-- WRITTEN TASKS --
1: In the geology passage, what plant predominates in the vegetation lining the sides of the oldest scialets?
2: Quote the geology passage word for word, beginning at the words "The Albien of" and stopping after "and Chloritic Marl.".

“This is not all,” adds M. Fournet: “he who traverses the high plateaux of the country finds at every step deep diggings in the soil, designated pits or scialets, the oldest of which have their sides clothed with a curious vegetation, in which the Aucolin predominates; shelter is found in these pits from the cutting winds which rage so furiously in these elevated regions. Others form a kind of cavern, in which a temperature obtains sufficient to freeze water even in the middle of summer. These cavities form natural glaciers, which we again find upon some of the table-lands of the Jura.
“The cracks and crevasses of the limestone receive the waters produced by falling rain and melted snow; true to the laws of all fluid bodies, they filter through the rocks until they reach the lower and impervious marly beds, where they form sheets of water, which in course of time find some outlet through which they discharge themselves. In this manner subterranean galleries, sometimes of great extent, are formed, in which are assembled all the marvels which crumbling stalactites, stalagmites, placid lakes, and headlong torrents can produce; finally, these waters, forcing their way through the external orifices, give rise to those fine cascades which, with the first gushing torrent, form an actual river.”
The Albien of Alc. D’Orbigny, which Lyell considers to be the equivalent of the Gault, French authors treat as the “glauconie” formation, the name being drawn from a rock composed of chalk with greenish grains of glauconite, or silicate of iron, which is often mixed with the limestone of this formation. The fossils by which it is identified are very varied. Among its numerous types, we find Crustaceans belonging to the genera Arcania and Corystes; many new Mollusca, Buccinum, Solen, Pterodonta, Voluta, Chama, &c.; great numbers of molluscous Brachiopods, forming highly-developed submarine strata; some Echinoderms, unknown up to this period, and especially a great number of Zoophytes; some Foraminifera, and many Polyzoa (Bryozoa). The glauconitic formation consists of two groups of strata: the Gault Clay and the glauconitic chalk, or Upper Greensand and Chloritic Marl.
Upper Cretaceous Period.

-- Entries drawn from a collection --
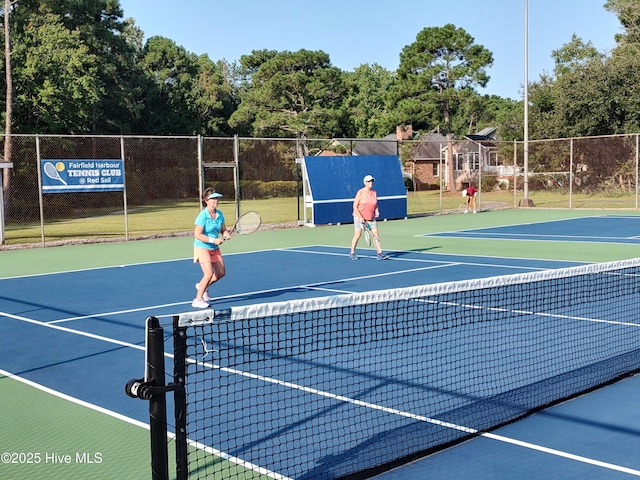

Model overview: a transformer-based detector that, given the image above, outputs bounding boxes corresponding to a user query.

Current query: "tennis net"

[149,260,640,479]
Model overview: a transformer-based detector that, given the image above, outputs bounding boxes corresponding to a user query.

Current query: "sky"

[120,0,622,100]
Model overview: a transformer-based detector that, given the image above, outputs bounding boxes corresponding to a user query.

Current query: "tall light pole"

[520,0,533,207]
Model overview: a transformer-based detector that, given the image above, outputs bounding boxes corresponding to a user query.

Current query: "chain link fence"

[0,134,639,248]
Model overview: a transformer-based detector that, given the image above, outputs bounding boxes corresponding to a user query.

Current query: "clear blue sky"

[120,0,622,100]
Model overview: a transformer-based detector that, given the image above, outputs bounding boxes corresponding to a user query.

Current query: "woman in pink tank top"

[349,175,389,260]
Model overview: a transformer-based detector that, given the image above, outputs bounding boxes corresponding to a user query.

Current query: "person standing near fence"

[462,185,478,213]
[191,188,230,308]
[349,175,389,260]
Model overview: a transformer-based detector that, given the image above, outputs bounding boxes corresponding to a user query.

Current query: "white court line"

[0,312,292,480]
[0,312,640,480]
[51,263,456,324]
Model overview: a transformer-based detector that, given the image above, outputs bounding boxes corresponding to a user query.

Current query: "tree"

[384,24,493,191]
[343,63,394,138]
[137,36,232,135]
[229,50,346,138]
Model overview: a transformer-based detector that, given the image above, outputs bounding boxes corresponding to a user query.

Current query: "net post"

[147,317,169,480]
[173,315,189,480]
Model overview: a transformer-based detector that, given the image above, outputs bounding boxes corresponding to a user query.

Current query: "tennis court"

[0,211,640,479]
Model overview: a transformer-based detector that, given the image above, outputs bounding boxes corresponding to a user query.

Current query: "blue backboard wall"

[304,155,407,225]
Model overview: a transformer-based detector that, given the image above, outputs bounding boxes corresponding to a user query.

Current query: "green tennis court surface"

[0,211,637,478]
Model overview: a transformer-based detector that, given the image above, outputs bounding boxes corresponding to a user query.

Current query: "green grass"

[5,190,636,245]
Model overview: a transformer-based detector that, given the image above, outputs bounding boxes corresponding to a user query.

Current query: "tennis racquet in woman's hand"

[229,211,262,237]
[363,220,380,246]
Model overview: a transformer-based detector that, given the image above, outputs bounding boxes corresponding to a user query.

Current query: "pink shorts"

[193,247,222,263]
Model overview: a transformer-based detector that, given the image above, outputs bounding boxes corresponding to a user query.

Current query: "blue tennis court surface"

[427,215,640,244]
[0,237,640,479]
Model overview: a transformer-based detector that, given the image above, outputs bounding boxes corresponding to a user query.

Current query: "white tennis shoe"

[194,283,211,306]
[191,298,209,308]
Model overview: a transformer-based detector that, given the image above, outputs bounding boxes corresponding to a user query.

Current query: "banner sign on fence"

[42,159,124,193]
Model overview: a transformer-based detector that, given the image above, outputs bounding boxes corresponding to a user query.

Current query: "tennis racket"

[364,227,371,246]
[364,220,380,246]
[229,211,262,237]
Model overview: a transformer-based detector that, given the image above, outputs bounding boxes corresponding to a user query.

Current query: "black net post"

[173,316,189,480]
[147,317,169,480]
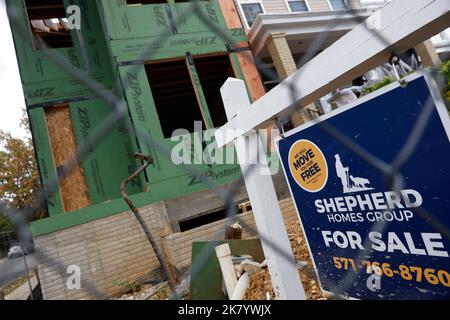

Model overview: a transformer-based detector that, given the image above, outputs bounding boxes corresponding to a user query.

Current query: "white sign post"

[220,78,305,300]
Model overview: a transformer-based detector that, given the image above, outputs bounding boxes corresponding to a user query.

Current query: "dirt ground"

[244,222,328,300]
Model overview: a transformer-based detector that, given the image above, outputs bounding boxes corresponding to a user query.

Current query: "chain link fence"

[0,0,450,299]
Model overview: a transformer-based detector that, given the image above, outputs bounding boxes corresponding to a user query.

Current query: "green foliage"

[0,110,44,222]
[0,213,12,232]
[441,60,450,106]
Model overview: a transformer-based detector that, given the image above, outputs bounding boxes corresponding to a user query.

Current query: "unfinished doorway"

[194,54,235,128]
[25,0,73,49]
[145,59,205,138]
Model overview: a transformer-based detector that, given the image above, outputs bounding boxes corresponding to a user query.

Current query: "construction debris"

[244,222,330,300]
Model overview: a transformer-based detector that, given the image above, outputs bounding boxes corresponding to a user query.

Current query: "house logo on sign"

[334,154,373,193]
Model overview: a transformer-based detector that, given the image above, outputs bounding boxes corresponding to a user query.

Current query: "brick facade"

[35,199,297,300]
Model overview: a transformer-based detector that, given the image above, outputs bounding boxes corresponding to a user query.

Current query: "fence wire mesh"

[0,0,450,299]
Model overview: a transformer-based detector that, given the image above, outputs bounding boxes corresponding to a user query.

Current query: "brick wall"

[35,199,297,299]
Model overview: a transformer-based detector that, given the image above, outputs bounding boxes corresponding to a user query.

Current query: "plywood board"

[45,105,90,212]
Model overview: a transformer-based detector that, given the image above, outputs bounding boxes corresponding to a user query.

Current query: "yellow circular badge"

[289,140,328,192]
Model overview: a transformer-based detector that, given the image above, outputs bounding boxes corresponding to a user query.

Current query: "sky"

[0,0,27,138]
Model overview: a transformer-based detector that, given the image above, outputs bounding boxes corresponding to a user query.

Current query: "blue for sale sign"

[277,74,450,299]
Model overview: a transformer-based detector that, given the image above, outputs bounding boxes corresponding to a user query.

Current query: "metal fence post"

[220,78,305,300]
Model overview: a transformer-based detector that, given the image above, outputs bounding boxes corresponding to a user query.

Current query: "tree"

[0,111,45,228]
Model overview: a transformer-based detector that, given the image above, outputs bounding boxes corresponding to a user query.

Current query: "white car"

[8,246,23,259]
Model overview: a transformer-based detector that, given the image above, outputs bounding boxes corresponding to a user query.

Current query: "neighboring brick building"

[234,0,448,128]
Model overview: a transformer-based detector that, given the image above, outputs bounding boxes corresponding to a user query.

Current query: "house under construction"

[7,0,296,299]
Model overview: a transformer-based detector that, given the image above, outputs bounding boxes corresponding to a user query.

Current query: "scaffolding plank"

[218,0,242,29]
[186,52,214,129]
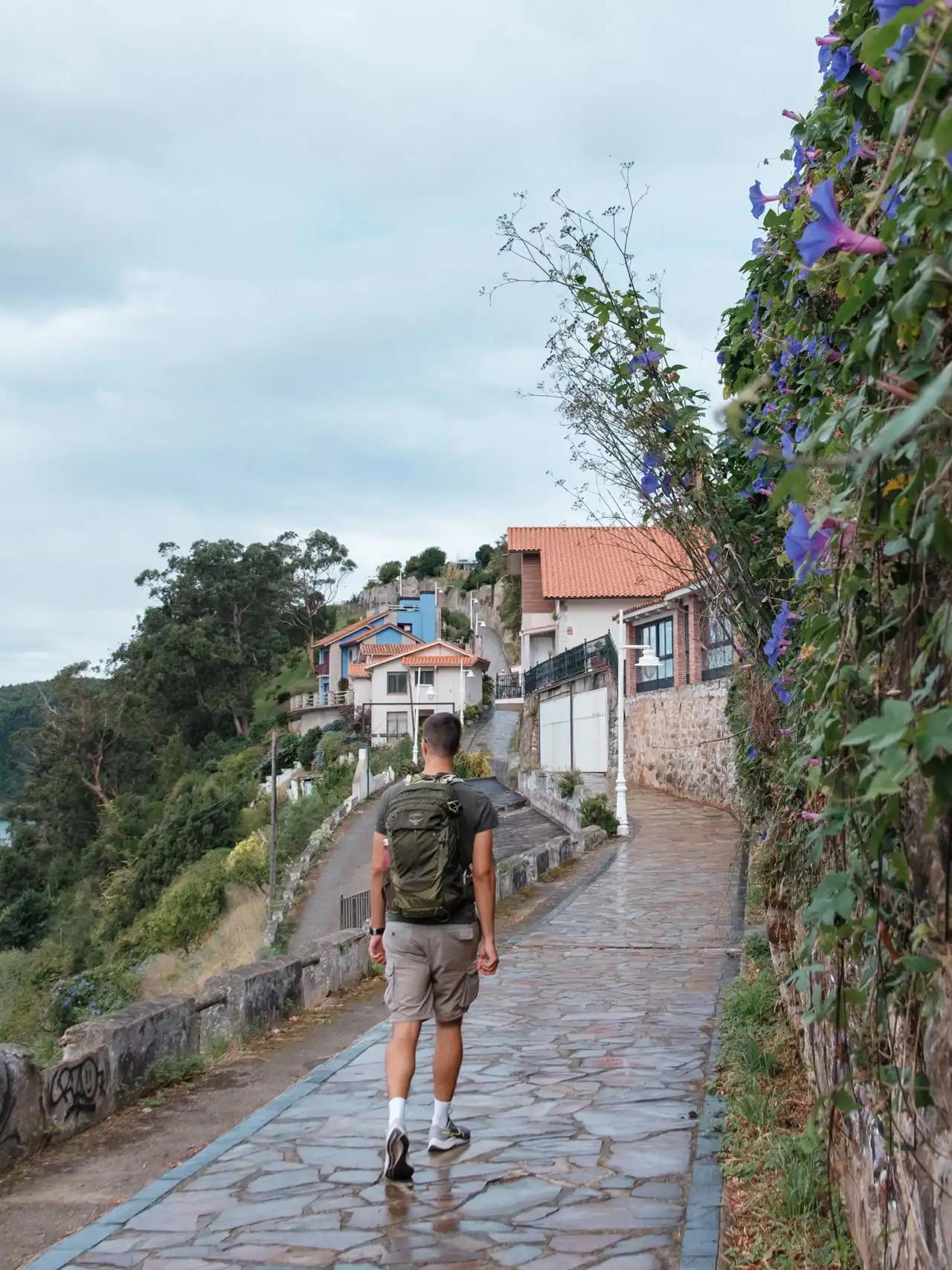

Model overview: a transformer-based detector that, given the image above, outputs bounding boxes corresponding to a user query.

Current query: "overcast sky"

[0,0,830,683]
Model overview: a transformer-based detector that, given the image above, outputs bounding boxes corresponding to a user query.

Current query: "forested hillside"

[0,683,50,808]
[0,531,353,1048]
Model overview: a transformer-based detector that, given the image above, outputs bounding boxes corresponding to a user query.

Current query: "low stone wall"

[0,931,370,1173]
[625,679,736,810]
[0,812,605,1173]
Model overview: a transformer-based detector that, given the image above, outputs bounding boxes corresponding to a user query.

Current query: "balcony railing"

[524,635,618,696]
[496,670,521,701]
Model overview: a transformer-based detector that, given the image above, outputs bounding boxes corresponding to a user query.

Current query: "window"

[701,616,733,679]
[634,618,674,692]
[387,710,410,737]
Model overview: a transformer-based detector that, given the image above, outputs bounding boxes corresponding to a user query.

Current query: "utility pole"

[268,729,278,913]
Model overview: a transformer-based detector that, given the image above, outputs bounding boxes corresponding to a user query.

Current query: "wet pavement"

[33,791,739,1270]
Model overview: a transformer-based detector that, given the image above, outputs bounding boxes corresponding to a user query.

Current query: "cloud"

[0,0,825,682]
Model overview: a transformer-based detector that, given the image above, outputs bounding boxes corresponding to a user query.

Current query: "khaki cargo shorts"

[383,922,480,1024]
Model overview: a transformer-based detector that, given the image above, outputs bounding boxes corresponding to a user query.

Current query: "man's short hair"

[422,710,463,758]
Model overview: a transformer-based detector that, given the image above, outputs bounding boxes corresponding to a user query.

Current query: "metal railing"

[496,670,521,701]
[524,635,618,697]
[340,891,370,931]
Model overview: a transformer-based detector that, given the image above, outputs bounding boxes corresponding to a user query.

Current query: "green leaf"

[898,952,941,974]
[840,697,913,749]
[833,1090,859,1115]
[864,362,952,461]
[916,706,952,762]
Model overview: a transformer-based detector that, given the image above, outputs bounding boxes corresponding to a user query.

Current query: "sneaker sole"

[383,1129,414,1182]
[426,1138,469,1152]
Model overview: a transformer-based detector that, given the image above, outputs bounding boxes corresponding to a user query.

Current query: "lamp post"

[614,609,661,836]
[460,658,476,724]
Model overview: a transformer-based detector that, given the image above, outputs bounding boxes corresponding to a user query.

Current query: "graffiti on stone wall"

[48,1054,106,1120]
[0,1058,16,1144]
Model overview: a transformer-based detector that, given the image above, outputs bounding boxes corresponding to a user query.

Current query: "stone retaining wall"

[0,828,605,1173]
[625,679,736,810]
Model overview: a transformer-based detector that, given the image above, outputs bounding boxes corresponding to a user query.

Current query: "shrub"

[149,851,230,949]
[453,749,492,780]
[225,830,268,886]
[297,728,321,771]
[579,794,618,836]
[47,966,137,1036]
[559,771,582,799]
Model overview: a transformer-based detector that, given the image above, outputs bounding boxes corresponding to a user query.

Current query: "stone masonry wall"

[625,679,736,810]
[0,828,605,1173]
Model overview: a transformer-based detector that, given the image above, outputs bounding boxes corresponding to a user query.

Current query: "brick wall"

[521,551,555,613]
[625,670,736,809]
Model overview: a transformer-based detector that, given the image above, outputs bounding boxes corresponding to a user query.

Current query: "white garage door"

[573,688,608,772]
[539,688,608,772]
[538,692,573,772]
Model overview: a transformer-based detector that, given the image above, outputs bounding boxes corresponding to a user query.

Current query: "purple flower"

[641,455,661,494]
[837,119,876,171]
[880,182,905,221]
[764,600,794,665]
[783,503,830,587]
[797,178,886,266]
[747,180,781,221]
[628,348,661,375]
[771,676,794,706]
[886,23,918,62]
[830,45,853,84]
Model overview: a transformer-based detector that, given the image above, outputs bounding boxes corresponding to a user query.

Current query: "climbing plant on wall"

[499,0,952,1263]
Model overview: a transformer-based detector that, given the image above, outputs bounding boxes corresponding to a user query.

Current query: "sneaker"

[383,1128,414,1182]
[429,1120,471,1151]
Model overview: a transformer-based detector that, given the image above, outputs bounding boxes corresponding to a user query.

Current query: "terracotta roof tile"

[361,640,422,657]
[314,609,387,648]
[509,525,695,600]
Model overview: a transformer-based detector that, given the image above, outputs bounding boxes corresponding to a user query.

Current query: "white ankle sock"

[433,1099,449,1129]
[387,1099,406,1133]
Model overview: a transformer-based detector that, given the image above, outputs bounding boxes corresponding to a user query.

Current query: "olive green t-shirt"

[377,776,499,926]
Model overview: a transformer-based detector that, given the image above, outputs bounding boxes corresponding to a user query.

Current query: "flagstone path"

[32,791,738,1270]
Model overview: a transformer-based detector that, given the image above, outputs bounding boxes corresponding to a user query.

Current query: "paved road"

[41,791,736,1270]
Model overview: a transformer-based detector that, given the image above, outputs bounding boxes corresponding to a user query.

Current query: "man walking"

[370,713,499,1181]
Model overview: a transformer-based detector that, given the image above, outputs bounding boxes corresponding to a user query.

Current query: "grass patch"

[717,934,859,1270]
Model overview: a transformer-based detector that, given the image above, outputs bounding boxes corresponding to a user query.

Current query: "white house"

[350,640,489,744]
[508,525,693,670]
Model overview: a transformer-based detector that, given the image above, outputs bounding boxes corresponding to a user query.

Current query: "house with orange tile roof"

[350,640,489,744]
[508,525,695,670]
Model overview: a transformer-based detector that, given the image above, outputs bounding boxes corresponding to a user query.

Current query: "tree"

[377,560,401,587]
[286,530,360,674]
[115,535,299,744]
[404,548,447,578]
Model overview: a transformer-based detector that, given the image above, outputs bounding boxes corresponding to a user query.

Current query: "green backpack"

[386,776,469,921]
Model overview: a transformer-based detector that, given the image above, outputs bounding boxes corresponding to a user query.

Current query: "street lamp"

[460,661,476,724]
[410,670,437,763]
[614,609,661,834]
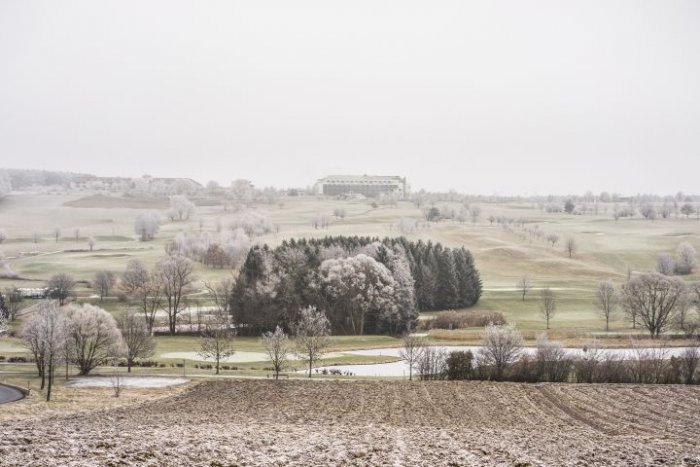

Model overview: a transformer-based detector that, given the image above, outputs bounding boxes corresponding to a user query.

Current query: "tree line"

[230,236,481,335]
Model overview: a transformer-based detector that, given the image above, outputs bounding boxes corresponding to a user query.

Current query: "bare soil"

[0,380,700,466]
[63,194,168,209]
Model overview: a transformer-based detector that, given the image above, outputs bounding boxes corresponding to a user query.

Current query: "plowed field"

[0,381,700,466]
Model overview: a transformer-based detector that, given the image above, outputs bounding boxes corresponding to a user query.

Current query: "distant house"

[314,175,408,198]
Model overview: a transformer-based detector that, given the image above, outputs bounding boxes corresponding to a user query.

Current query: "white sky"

[0,0,700,194]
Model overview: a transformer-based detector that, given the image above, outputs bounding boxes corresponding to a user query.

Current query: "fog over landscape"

[0,0,700,467]
[0,0,700,194]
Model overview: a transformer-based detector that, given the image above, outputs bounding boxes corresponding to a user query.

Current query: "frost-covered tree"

[119,259,162,333]
[515,276,532,301]
[399,334,427,381]
[293,306,331,378]
[168,195,196,221]
[675,242,698,274]
[469,206,481,224]
[262,326,292,379]
[0,170,12,199]
[622,272,685,339]
[228,210,274,237]
[64,303,124,375]
[596,280,618,331]
[171,228,252,268]
[681,203,695,218]
[117,308,156,373]
[134,211,160,242]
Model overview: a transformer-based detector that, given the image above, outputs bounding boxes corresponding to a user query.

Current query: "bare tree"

[65,304,124,375]
[478,324,523,381]
[168,195,195,221]
[656,253,676,276]
[120,259,162,334]
[675,242,698,274]
[22,301,67,402]
[596,280,618,331]
[117,308,156,373]
[469,206,481,224]
[294,306,331,378]
[156,256,194,335]
[199,311,235,375]
[623,272,685,339]
[399,334,426,381]
[515,276,532,301]
[92,271,115,301]
[47,272,75,306]
[540,287,557,329]
[2,287,24,321]
[262,326,292,379]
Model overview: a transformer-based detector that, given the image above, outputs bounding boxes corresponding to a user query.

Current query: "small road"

[0,384,24,404]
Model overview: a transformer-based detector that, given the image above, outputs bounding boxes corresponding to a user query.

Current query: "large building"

[314,175,408,198]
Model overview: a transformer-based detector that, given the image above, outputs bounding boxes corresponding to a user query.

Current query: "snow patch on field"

[68,376,190,388]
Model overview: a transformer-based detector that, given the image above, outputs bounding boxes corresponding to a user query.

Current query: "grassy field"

[0,381,700,466]
[0,193,700,346]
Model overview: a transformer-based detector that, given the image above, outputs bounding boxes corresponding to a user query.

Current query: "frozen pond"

[160,351,350,363]
[318,345,688,377]
[68,373,190,388]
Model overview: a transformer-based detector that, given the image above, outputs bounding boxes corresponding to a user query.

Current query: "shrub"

[445,351,474,380]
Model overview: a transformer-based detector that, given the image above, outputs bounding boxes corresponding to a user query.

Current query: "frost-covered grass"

[0,380,700,466]
[0,193,700,351]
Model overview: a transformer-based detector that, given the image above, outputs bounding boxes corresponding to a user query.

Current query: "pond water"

[317,345,688,378]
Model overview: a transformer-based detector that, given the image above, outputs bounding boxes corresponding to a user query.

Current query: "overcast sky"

[0,0,700,194]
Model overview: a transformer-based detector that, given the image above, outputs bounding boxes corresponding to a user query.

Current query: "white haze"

[0,0,700,193]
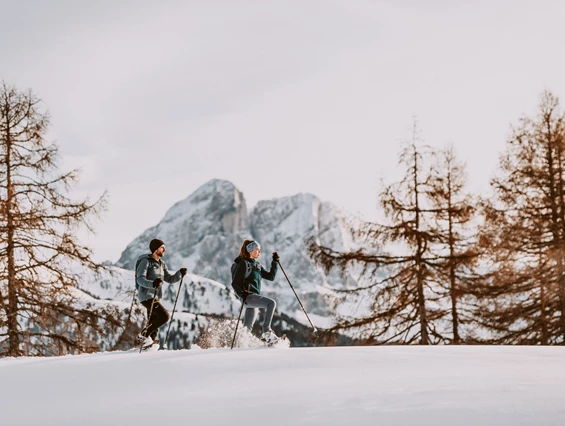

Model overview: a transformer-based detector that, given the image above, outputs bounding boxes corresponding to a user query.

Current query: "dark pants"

[243,294,277,332]
[141,299,169,340]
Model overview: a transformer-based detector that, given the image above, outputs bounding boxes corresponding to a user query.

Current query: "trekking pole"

[139,289,157,353]
[159,276,184,350]
[277,260,318,333]
[231,299,245,349]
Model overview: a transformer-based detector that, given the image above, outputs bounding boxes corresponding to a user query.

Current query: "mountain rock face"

[112,180,357,327]
[116,180,249,284]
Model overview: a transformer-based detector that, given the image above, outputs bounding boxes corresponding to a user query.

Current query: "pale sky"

[0,0,565,261]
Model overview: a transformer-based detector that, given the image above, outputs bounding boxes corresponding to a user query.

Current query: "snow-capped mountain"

[116,180,249,283]
[112,180,355,327]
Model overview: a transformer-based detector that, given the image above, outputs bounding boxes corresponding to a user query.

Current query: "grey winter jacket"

[135,255,182,302]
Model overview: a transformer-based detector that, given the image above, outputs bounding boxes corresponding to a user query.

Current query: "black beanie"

[149,239,165,254]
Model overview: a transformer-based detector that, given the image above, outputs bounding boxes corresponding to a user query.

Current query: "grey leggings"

[243,294,277,332]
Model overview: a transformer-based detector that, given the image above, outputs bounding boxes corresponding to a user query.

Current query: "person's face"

[155,245,165,257]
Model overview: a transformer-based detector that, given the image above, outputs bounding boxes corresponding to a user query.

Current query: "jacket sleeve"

[163,261,181,284]
[231,261,247,291]
[135,259,153,288]
[261,261,279,281]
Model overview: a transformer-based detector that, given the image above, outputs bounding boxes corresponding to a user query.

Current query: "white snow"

[0,346,565,426]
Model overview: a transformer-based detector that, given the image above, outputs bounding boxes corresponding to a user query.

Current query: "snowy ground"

[0,347,565,426]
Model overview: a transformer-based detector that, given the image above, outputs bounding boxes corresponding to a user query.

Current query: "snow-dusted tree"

[0,83,118,356]
[474,92,565,345]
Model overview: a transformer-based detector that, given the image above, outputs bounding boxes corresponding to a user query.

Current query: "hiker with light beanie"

[135,239,187,348]
[232,240,280,343]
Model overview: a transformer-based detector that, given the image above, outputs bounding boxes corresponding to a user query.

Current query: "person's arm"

[161,260,182,284]
[135,259,153,288]
[231,260,249,296]
[261,260,279,281]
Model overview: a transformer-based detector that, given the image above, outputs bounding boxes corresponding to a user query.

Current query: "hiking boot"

[261,329,279,343]
[136,334,155,348]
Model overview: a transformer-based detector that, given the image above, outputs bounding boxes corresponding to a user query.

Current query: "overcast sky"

[0,0,565,261]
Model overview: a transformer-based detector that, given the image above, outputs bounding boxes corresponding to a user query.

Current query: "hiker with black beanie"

[135,239,187,348]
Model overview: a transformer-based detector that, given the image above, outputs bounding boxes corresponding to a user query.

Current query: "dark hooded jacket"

[231,256,278,297]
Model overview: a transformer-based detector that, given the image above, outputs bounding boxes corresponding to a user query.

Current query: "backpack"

[133,254,151,290]
[231,258,253,297]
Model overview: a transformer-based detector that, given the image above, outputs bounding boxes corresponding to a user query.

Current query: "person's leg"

[243,306,257,330]
[245,294,277,332]
[141,300,169,340]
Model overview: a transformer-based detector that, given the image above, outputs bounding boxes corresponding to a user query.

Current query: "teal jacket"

[135,254,182,302]
[232,257,278,297]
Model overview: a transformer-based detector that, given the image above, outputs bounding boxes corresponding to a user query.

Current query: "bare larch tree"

[480,92,565,345]
[309,125,447,345]
[0,82,119,356]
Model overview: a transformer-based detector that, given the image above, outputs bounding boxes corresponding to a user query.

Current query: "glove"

[153,278,163,288]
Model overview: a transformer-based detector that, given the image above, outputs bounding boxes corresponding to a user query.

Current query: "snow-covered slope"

[0,346,565,426]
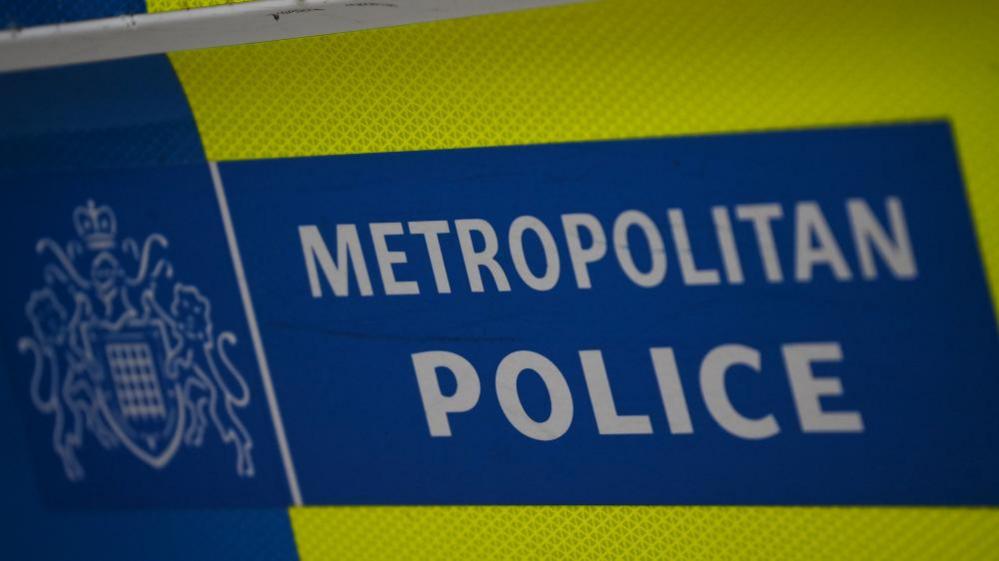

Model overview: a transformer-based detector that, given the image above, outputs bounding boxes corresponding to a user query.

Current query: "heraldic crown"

[73,200,118,251]
[18,200,255,481]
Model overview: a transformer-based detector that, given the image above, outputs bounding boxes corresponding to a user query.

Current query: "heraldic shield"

[84,320,185,468]
[18,201,255,481]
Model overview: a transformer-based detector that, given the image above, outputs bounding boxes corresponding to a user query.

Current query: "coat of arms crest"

[18,201,254,481]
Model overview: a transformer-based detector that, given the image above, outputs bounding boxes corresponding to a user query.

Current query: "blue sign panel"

[0,163,289,508]
[2,123,999,505]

-- SOLUTION SET --
1: The Aucolin

2:
The Albien of Alc. D’Orbigny, which Lyell considers to be the equivalent of the Gault, French authors treat as the “glauconie” formation, the name being drawn from a rock composed of chalk with greenish grains of glauconite, or silicate of iron, which is often mixed with the limestone of this formation. The fossils by which it is identified are very varied. Among its numerous types, we find Crustaceans belonging to the genera Arcania and Corystes; many new Mollusca, Buccinum, Solen, Pterodonta, Voluta, Chama, &c.; great numbers of molluscous Brachiopods, forming highly-developed submarine strata; some Echinoderms, unknown up to this period, and especially a great number of Zoophytes; some Foraminifera, and many Polyzoa (Bryozoa). The glauconitic formation consists of two groups of strata: the Gault Clay and the glauconitic chalk, or Upper Greensand and Chloritic Marl.